Aim: Please copy the passage of the financial statement notes starting at "For the 145 day" and ending at "originated in California.", without changing a word.

Provided text:
GLOBAL PREFERRED HOLDINGS, INC.
Notes to Financial Statements
December 31, 2003, 2004 and 2005
     During the years ended 2003 and 2004 and the 145 day period ended May 25, 2005, the percentage of total premiums and reinsured policy revenues that related to business issued by Western Reserve was 92%. The percentages of the total underwriting profit that related to business issued by Western Reserve for 2003 and 2004 and the 145 day period ended May 25, 2005 were 95%, 91% and 94%, respectively.
     For the 145 day period ended May 25, 2005, Global Preferred estimated that 45% of variable universal life premiums and 39% of variable annuity premiums, written through Western Reserve and sold by agents associated with World Financial Group, originated in California.
15. Stock Options
     In 2002, Global Preferred established the Global Preferred Holdings, Inc. Stock Incentive Plan (the “Stock Incentive Plan”). The aggregate number of shares of common stock reserved for issuance under the Stock Incentive Plan was 1.5 million shares. Awards granted under the Stock Incentive Plan were nonqualified stock options. The term of the options, including vesting, exercise price and expiration date, were determined by the Compensation Committee of the board of directors at the date of the grant. No options were to be granted under the Stock Incentive Plan after July 30, 2012. In May 2003 and May 2004, the compensation committee of the board of directors granted options to purchase an aggregate of 170,688 and 37,375 shares of common stock, respectively, to certain employees in order to retain employees due to competitive market conditions and to provide additional incentive to such persons to increase the value of Global Preferred’s stock.

Dataset entries:
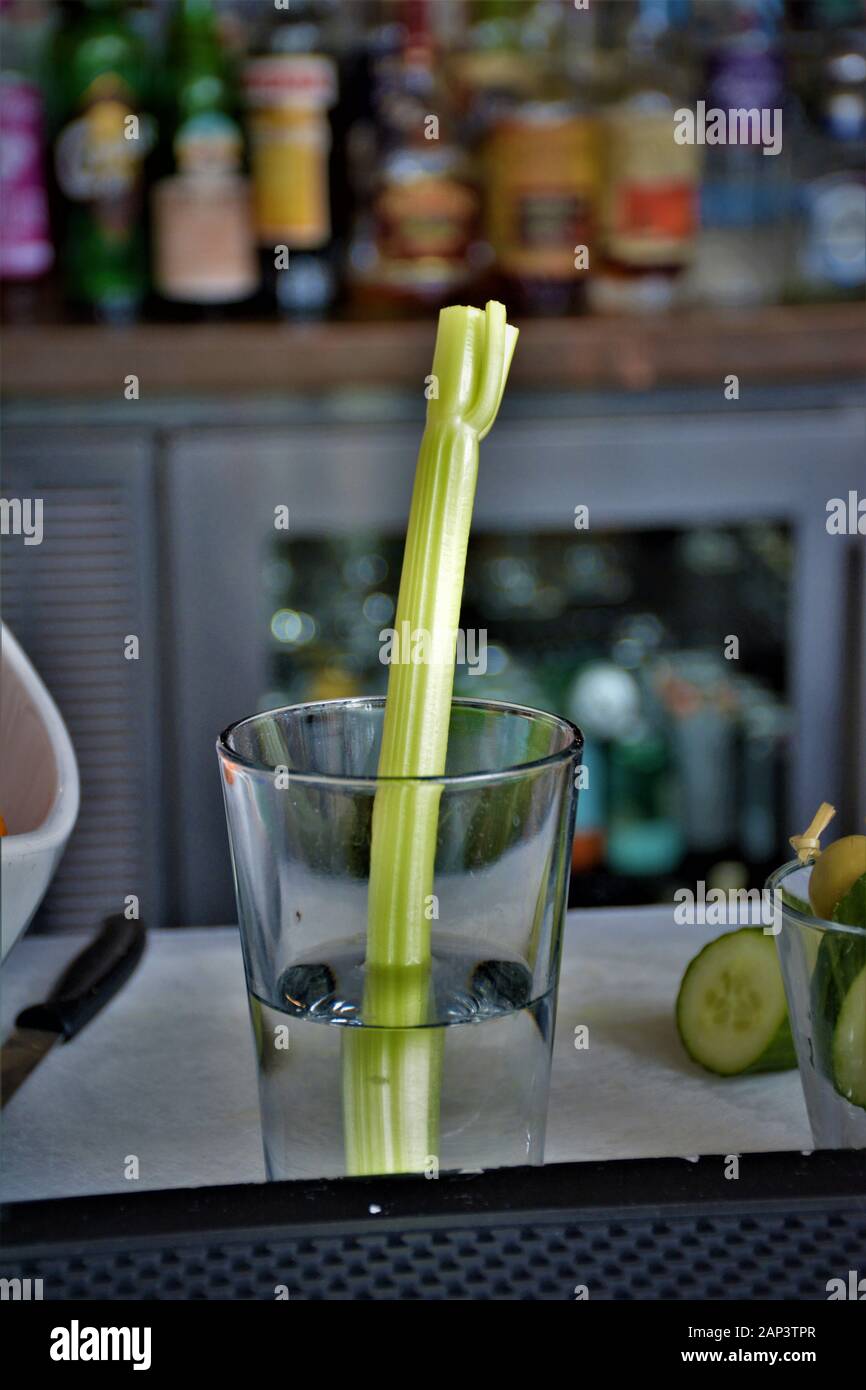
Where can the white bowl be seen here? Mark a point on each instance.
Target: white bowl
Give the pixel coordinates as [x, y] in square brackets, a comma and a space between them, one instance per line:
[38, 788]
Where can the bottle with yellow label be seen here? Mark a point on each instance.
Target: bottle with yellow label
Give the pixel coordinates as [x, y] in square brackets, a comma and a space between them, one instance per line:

Exercise output:
For the 145 day period ended May 25, 2005, Global Preferred estimated that 45% of variable universal life premiums and 39% of variable annuity premiums, written through Western Reserve and sold by agents associated with World Financial Group, originated in California.